## About this task
For each entry below, please return its exact wording and leave out any picture.

=-=-=

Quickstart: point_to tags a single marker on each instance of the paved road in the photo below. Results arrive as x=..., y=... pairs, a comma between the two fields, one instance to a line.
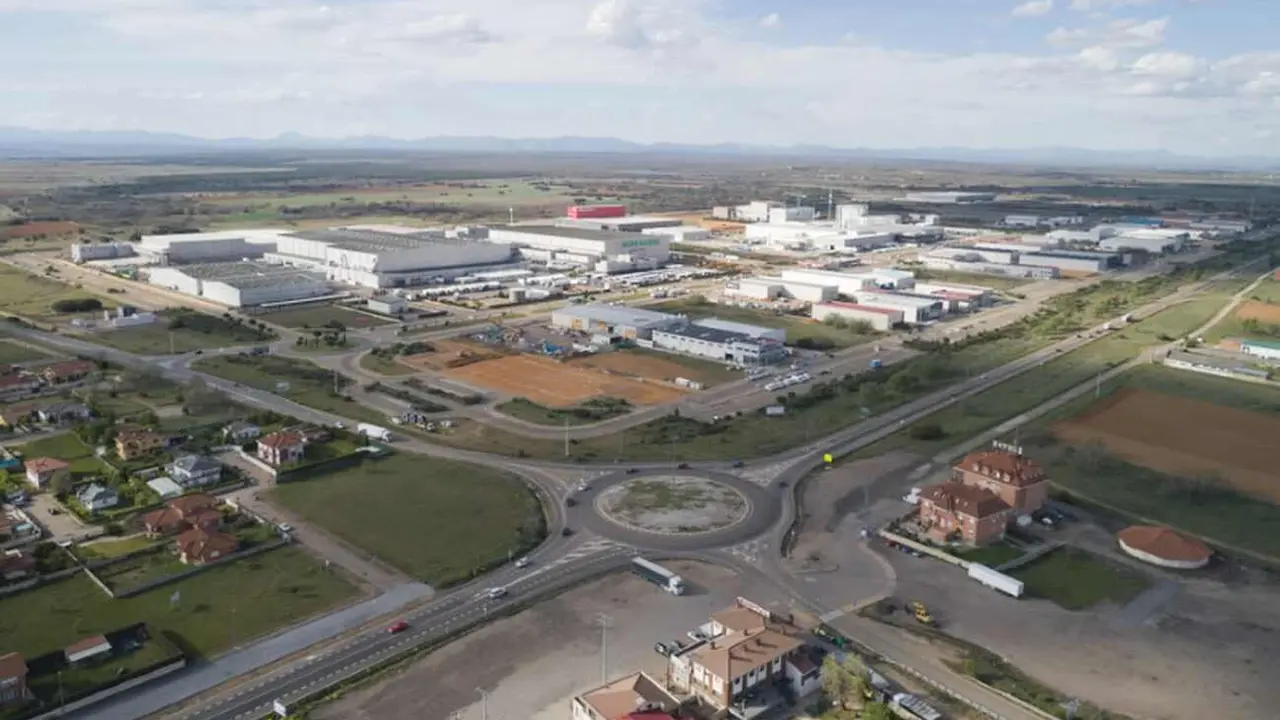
x=455, y=607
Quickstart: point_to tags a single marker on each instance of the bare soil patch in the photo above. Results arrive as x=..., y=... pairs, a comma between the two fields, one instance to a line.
x=558, y=384
x=1183, y=437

=-=-=

## Answer
Quickstart: point_to tags a single marker on each instance of the paved road in the photo below. Results arrive as x=..., y=... pairs, a comma between the two fields, one instance to a line.
x=455, y=607
Quickstart: point_to tags a single marker on each instance of the bare soil patch in the photo above. Results arrive as x=..., y=... pairs, a comma between the two fields, one instance to a line.
x=558, y=384
x=1183, y=437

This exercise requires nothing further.